[SECTION DE TEXTE]
Le balai est l’emblème mystique de la chevauchée extatique nocturne de ceux qui suivent la Sombre déesse, Dame Holda, Diane ou Hérodias. Ce Mystère chamanique se trouve au cœur de l’ancienne sorcellerie, c’est une forme d’initiation transmise depuis des millénaires en Europe. Les trois essences de bois utilisées habituellement pour fabriquer le balai ont une signification ésotérique. Le manche en frêne pour l’esprit (Anda) et l’air à travers lequel la sorcière passe, le Frêne du Monde Yggdrasill et l’extase chamanique (Odhr) par laquelle ce vol d’esprit est accompli. Le saule qui lie la brosse au manche est là pour la lune et le brouillard autour des lacs qui doivent être traversées pour entrer dans les royaumes de la mort et de la sagesse. Les brindilles de bouleau sont sacrées pour la Dame Blanche, Dame Berchta, la Déesse Terre par qui la sorcière espère atteindre la purification et la re-naissance initiatique.
Par son manche en frêne le balai personnalise l’image mystique du Frêne du Monde Yggdrasil (Le Cheval du Terrible – Odin) et symbolise le vol dans les mondes du dessus et du dessous. Les Chamans Sibériens de la tribu Buryat voyagent à califourchon sur un bâton à tête de cheval qu’ils dirigent comme un coursier magique, on donne rituellement vie à ce bâton avec le sang d’un cheval sacrifié. Dans la cosmologie sibérienne l’univers est vu comme une grande yourte (tente) avec l’étoile polaire fixée au-dessus du trou d’évacuation des fumées. Cette ouverture donne accès aux Autres Mondes lorsque le chaman en transe y voyage.

[CONSIGNES DE TRAVAIL]
a. D'après le texte sur le balai, en quel bois le manche est-il fabriqué ?
b. Renvoyez, tiré du texte sur le balai, tout le passage qui va de « Par son manche » jusqu'à « transe y voyage. », sans y apporter la moindre modification.

[LIGNES ENREGISTRÉES]
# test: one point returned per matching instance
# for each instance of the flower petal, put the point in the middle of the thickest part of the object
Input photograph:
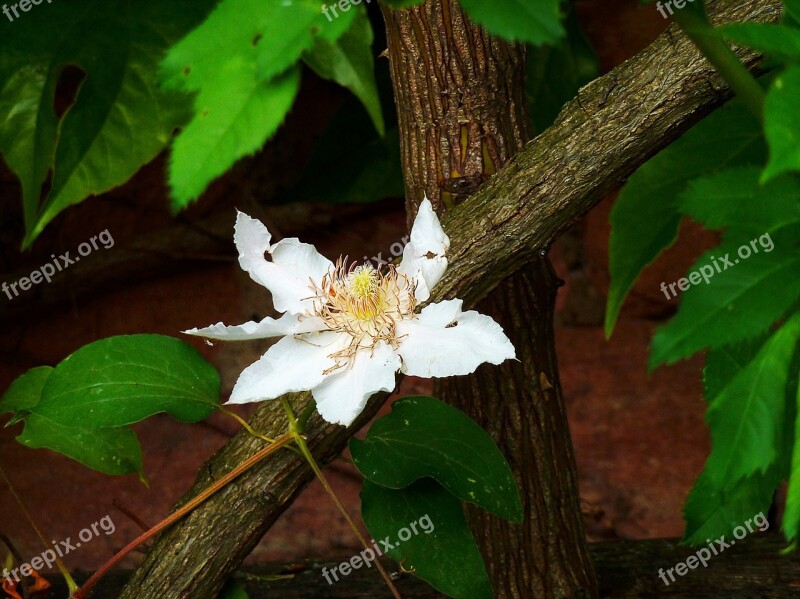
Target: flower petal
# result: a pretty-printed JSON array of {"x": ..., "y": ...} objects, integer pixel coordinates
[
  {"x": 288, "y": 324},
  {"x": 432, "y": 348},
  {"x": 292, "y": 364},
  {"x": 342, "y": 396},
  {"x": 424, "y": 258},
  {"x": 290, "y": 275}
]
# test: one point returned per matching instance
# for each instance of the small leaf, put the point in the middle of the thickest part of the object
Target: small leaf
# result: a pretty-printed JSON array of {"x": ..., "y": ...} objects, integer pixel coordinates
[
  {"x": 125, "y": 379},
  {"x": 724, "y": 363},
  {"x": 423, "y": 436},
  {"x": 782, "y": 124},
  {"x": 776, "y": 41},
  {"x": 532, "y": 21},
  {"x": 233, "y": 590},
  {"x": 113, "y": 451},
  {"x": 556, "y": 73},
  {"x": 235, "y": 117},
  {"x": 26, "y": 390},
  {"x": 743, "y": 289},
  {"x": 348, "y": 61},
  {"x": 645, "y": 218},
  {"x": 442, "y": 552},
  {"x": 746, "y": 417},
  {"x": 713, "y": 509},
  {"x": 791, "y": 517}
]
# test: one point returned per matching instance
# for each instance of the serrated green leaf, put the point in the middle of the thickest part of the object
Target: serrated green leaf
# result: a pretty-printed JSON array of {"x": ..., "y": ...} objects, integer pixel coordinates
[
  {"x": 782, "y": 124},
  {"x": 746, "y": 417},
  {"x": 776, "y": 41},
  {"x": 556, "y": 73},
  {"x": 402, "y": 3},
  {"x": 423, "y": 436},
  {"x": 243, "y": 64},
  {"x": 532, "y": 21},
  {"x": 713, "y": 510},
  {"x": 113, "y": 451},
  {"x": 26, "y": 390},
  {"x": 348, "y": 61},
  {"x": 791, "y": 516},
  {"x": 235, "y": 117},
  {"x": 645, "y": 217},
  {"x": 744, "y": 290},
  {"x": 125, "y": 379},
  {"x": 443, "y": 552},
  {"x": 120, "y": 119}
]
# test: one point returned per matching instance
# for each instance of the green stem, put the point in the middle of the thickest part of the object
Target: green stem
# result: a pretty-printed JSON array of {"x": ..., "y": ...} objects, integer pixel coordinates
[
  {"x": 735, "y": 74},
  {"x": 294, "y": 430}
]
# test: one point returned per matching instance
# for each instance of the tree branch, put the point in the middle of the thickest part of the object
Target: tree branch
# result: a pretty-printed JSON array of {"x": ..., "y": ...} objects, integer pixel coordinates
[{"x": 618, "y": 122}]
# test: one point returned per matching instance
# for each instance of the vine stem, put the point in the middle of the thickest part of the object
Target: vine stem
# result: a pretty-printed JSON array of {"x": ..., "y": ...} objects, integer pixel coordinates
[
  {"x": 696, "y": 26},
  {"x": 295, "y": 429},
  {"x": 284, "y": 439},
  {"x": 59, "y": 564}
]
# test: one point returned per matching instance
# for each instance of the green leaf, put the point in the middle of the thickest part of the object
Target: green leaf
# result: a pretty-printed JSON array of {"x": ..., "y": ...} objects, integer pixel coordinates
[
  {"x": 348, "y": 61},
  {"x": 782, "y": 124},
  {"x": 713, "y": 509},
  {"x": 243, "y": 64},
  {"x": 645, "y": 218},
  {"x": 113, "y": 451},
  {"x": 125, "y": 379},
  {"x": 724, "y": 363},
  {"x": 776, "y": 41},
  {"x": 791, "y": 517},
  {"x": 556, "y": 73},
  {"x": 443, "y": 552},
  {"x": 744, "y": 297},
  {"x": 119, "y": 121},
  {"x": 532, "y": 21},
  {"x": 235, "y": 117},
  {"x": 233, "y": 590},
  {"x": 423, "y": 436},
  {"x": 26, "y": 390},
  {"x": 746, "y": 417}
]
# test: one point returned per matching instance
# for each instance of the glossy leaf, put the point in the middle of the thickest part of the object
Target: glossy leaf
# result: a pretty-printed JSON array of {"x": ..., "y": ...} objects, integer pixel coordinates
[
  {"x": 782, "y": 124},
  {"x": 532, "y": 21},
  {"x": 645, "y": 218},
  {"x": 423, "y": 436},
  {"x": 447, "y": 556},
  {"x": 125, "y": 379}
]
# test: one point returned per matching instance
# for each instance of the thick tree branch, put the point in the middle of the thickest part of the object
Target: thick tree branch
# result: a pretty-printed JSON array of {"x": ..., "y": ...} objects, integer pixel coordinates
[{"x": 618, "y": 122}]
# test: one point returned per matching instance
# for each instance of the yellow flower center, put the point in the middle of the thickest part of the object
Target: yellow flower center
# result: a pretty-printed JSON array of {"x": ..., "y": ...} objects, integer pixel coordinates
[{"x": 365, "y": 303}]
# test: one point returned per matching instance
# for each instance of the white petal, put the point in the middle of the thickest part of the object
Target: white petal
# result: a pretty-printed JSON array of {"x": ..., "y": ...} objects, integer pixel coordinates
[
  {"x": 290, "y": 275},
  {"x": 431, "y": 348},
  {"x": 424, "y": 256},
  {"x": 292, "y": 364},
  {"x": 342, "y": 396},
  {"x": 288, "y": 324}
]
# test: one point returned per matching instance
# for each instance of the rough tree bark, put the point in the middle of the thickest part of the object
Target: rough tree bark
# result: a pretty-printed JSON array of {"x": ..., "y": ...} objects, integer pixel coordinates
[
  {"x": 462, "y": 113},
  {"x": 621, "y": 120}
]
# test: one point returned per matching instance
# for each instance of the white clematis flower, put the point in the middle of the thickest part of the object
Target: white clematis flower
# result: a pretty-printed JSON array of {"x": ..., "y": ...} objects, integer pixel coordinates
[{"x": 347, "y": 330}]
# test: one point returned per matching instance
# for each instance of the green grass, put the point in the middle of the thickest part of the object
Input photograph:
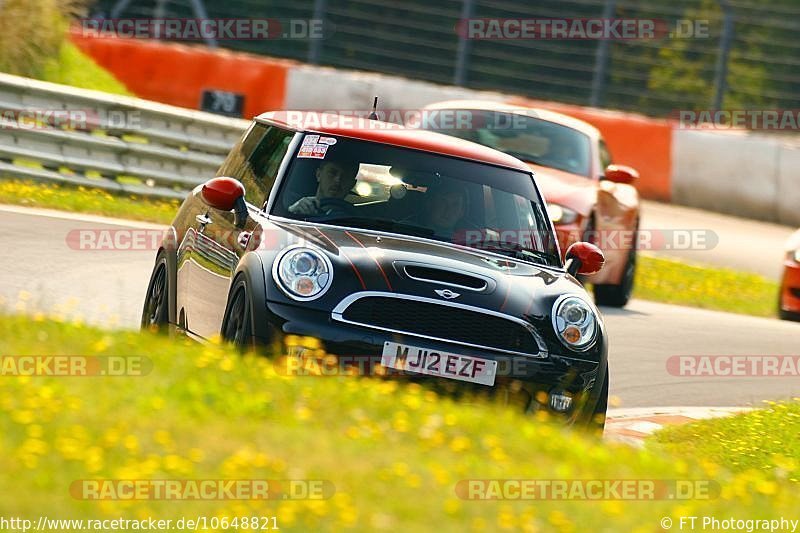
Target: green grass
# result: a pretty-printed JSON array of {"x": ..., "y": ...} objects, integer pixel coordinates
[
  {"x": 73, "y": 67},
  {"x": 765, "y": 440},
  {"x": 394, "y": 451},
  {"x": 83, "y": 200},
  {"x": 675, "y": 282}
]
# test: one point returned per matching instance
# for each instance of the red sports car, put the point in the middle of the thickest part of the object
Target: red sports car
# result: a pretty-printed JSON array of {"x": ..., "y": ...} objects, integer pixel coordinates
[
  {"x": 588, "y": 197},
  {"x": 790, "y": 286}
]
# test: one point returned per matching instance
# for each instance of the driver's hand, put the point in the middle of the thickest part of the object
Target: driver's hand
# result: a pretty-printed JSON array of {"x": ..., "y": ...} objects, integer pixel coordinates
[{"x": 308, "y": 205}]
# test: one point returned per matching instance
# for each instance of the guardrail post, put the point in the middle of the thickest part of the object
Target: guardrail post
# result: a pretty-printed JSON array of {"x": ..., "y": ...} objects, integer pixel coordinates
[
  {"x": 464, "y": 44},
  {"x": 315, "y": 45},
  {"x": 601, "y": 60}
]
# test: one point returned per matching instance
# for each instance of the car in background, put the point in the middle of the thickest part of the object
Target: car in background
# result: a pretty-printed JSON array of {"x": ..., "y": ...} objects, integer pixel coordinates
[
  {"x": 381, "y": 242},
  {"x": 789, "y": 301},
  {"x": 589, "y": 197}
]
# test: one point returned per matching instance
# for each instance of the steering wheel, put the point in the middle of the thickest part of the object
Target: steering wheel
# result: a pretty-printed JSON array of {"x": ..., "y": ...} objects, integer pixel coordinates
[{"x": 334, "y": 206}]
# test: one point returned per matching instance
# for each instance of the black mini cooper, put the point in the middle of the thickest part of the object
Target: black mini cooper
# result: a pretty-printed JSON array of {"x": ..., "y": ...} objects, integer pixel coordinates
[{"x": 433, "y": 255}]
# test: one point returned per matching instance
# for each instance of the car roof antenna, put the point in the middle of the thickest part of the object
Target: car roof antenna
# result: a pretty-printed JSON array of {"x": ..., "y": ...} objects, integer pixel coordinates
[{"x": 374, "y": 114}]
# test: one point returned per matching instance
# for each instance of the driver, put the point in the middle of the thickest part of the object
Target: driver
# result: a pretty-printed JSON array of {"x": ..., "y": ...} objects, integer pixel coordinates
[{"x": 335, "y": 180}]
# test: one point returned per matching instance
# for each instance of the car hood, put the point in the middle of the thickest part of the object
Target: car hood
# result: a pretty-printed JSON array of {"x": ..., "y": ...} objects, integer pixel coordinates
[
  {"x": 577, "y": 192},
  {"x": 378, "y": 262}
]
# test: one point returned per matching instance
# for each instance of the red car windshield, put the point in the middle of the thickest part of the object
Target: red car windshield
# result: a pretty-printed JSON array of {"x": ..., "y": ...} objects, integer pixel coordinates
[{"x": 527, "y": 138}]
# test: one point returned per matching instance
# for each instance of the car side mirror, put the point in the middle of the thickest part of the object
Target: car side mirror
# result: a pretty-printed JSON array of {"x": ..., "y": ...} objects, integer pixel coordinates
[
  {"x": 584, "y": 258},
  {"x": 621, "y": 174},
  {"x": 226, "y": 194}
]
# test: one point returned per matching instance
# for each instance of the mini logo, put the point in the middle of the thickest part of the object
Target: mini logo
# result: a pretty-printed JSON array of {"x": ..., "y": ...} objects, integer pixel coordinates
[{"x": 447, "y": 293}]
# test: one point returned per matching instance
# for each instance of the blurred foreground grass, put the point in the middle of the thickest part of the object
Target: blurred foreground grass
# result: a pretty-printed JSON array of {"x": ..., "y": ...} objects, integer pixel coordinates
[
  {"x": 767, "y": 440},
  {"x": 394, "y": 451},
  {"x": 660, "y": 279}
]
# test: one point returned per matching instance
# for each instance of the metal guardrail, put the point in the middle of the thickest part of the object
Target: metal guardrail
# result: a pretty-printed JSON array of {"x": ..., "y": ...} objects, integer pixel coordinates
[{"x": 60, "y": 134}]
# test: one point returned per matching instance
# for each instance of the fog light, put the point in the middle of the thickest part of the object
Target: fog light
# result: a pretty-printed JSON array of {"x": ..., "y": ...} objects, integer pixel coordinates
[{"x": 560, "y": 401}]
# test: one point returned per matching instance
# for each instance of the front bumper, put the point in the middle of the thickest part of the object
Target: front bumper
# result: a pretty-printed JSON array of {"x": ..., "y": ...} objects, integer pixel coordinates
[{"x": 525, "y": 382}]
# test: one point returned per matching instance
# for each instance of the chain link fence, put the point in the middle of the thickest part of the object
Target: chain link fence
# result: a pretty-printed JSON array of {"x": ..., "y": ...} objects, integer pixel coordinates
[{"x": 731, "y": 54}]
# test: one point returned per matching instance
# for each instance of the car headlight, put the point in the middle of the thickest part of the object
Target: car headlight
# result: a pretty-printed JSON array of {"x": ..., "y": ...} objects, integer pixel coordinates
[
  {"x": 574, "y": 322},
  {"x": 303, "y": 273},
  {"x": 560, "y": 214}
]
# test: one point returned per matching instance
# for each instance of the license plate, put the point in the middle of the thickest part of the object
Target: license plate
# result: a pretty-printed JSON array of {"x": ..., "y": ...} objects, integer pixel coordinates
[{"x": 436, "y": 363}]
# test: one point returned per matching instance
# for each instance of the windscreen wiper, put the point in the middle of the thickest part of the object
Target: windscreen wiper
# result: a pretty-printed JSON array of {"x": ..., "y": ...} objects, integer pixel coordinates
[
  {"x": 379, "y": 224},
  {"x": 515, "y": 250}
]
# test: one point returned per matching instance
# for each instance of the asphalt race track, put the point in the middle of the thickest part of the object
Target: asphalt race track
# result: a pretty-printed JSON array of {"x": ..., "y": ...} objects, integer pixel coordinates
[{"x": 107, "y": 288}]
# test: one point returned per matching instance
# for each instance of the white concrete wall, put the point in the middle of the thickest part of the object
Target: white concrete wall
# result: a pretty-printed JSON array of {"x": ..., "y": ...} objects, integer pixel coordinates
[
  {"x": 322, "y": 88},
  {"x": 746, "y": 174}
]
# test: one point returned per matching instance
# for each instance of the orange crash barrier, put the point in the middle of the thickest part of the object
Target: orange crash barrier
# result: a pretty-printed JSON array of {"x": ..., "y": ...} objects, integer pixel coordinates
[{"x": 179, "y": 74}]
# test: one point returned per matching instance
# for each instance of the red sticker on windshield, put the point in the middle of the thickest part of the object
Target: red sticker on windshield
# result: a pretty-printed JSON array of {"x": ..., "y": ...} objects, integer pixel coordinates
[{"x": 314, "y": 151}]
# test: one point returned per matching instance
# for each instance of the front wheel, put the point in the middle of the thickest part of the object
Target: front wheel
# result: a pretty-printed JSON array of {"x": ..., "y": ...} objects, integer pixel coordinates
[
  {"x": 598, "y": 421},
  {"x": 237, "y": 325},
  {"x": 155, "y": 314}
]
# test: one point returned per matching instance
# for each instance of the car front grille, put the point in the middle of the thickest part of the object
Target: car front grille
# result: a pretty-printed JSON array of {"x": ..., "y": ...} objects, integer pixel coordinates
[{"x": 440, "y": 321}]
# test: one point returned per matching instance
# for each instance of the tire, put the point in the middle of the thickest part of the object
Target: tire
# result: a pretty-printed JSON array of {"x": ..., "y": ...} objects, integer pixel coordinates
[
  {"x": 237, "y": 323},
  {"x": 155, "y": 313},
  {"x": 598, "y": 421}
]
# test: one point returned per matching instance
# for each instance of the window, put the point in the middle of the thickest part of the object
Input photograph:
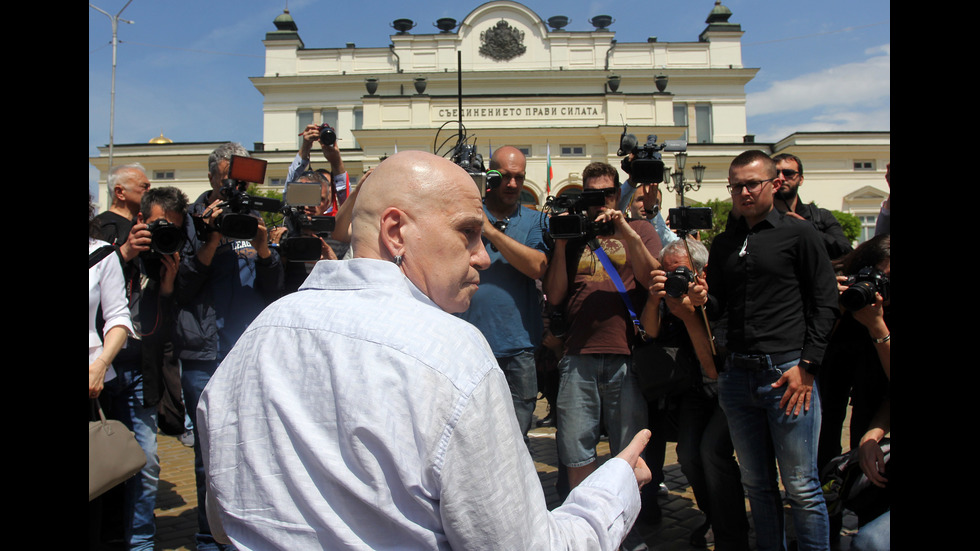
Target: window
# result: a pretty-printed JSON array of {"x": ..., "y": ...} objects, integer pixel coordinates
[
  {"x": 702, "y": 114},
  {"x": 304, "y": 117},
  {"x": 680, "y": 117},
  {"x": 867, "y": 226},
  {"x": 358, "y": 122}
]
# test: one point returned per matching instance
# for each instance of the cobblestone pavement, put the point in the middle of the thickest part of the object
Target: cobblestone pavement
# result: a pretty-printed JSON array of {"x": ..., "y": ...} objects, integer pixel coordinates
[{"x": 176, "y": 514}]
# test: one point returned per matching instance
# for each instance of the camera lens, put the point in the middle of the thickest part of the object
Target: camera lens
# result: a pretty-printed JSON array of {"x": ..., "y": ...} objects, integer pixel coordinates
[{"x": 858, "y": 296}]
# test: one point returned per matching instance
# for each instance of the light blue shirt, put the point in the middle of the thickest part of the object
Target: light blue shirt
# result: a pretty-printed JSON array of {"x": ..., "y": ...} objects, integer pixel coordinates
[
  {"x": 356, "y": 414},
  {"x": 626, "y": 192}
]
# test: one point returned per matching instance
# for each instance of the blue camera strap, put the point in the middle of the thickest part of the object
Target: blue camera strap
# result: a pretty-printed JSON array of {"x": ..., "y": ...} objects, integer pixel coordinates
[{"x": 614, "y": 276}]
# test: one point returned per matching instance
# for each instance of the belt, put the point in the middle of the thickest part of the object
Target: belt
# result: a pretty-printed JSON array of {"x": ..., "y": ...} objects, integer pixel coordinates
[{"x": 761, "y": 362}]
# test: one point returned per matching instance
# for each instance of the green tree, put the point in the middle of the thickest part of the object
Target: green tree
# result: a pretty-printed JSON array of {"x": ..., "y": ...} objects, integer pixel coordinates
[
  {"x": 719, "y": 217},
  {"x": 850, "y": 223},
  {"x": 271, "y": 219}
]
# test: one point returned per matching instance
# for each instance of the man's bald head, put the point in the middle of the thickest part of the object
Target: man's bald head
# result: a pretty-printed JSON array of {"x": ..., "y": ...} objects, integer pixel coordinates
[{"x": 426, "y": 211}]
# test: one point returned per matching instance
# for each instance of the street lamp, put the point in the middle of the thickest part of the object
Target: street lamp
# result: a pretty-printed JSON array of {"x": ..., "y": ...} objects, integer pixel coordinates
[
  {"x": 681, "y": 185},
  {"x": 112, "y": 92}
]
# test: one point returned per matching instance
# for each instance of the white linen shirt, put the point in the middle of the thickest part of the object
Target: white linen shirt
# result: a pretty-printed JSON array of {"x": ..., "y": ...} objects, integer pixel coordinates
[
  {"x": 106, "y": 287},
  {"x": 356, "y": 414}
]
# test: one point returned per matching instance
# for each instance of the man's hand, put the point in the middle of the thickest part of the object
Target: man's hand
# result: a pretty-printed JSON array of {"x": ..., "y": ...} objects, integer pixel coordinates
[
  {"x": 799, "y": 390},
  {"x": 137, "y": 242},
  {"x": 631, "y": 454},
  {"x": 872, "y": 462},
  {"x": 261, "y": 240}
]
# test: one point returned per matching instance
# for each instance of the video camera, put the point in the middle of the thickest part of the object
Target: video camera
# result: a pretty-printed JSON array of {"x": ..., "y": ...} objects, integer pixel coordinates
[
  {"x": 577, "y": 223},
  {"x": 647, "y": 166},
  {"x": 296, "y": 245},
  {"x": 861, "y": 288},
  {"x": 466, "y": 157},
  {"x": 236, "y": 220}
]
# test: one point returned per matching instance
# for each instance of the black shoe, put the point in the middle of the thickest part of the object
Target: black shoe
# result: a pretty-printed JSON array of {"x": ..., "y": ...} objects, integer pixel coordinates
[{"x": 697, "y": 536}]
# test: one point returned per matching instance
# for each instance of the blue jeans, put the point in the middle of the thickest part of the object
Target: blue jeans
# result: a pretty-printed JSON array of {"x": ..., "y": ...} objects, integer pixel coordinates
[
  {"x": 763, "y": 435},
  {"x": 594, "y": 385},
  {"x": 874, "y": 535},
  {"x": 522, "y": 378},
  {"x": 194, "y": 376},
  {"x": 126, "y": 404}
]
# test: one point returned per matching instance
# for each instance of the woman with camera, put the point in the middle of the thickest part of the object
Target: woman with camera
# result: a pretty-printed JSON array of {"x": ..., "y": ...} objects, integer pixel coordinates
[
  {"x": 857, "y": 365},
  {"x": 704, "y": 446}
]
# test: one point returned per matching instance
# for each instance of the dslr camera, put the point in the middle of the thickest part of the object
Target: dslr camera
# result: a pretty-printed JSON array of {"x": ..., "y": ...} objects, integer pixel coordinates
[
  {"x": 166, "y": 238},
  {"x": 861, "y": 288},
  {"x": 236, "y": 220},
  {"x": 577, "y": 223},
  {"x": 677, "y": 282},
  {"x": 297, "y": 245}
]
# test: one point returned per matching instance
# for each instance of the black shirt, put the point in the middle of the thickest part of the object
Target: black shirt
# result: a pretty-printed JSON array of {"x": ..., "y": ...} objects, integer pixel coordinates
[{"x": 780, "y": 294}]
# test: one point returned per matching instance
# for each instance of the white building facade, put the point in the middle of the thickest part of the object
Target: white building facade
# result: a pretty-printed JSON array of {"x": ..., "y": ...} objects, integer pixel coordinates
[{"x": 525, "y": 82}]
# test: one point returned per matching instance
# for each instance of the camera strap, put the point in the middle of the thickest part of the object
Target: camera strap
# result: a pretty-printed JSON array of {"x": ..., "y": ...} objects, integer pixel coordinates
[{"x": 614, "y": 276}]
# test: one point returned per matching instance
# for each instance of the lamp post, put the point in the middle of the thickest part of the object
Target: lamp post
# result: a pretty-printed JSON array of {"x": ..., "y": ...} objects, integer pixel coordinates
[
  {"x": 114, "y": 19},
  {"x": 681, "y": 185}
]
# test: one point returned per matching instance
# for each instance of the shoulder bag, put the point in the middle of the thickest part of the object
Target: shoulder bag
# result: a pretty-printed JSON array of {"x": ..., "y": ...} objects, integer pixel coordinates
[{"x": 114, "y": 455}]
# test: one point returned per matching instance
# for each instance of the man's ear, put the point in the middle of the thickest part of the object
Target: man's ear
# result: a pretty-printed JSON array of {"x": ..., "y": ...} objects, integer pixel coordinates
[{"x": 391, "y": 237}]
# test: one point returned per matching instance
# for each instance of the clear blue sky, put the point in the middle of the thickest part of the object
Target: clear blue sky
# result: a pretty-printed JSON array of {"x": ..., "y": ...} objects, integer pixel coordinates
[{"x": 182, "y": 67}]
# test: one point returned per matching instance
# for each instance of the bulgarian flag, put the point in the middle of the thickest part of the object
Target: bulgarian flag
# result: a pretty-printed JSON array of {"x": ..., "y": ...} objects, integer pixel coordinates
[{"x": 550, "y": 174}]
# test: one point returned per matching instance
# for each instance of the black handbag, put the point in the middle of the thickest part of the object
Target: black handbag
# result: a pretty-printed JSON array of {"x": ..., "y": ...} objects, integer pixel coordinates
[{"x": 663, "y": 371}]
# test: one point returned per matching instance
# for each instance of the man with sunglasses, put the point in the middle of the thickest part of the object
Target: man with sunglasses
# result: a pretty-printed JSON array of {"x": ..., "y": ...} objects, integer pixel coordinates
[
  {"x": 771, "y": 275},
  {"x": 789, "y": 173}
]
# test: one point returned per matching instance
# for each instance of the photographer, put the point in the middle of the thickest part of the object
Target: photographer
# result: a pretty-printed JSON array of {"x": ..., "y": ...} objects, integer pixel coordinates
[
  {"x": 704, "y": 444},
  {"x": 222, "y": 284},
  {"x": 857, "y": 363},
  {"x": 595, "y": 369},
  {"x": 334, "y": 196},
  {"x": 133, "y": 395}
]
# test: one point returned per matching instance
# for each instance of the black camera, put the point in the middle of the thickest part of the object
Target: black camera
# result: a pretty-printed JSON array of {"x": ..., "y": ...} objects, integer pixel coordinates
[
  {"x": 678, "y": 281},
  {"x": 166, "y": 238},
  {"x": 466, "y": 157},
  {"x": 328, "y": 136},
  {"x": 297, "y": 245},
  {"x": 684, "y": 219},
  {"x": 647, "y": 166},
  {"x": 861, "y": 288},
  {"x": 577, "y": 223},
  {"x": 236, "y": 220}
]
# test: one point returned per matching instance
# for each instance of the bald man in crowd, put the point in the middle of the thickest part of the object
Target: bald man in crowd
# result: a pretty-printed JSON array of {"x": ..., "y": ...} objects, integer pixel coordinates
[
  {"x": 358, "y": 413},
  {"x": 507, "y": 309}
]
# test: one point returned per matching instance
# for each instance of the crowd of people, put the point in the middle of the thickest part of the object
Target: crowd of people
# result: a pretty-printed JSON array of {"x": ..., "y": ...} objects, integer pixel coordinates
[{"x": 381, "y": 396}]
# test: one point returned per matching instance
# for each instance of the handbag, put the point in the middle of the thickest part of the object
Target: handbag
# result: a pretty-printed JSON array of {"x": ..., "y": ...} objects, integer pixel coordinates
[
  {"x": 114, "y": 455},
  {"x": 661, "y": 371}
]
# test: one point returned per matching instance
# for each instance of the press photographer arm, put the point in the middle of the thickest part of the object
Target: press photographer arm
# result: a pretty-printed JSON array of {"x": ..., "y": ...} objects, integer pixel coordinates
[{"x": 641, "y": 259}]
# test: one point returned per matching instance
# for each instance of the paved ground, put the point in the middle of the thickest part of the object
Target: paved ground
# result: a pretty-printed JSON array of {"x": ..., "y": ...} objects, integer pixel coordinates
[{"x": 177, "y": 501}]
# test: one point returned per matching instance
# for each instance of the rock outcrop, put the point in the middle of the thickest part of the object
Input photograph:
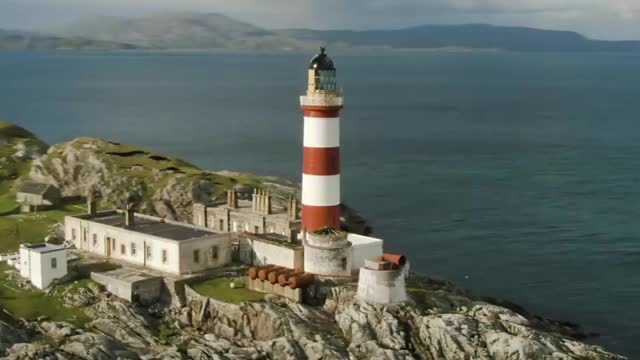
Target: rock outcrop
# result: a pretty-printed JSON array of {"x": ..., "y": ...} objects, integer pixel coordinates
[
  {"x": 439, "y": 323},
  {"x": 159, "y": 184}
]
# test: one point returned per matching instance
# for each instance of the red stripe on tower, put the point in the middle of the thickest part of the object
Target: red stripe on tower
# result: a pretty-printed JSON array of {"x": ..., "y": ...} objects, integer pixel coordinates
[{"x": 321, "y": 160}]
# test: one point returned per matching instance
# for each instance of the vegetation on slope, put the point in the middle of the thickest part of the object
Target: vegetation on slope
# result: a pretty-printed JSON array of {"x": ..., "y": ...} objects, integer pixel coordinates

[RÉSULTATS DE L'EXERCICE]
a. Le manche est en frêne.

b.
Par son manche en frêne le balai personnalise l’image mystique du Frêne du Monde Yggdrasil (Le Cheval du Terrible – Odin) et symbolise le vol dans les mondes du dessus et du dessous. Les Chamans Sibériens de la tribu Buryat voyagent à califourchon sur un bâton à tête de cheval qu’ils dirigent comme un coursier magique, on donne rituellement vie à ce bâton avec le sang d’un cheval sacrifié. Dans la cosmologie sibérienne l’univers est vu comme une grande yourte (tente) avec l’étoile polaire fixée au-dessus du trou d’évacuation des fumées. Cette ouverture donne accès aux Autres Mondes lorsque le chaman en transe y voyage.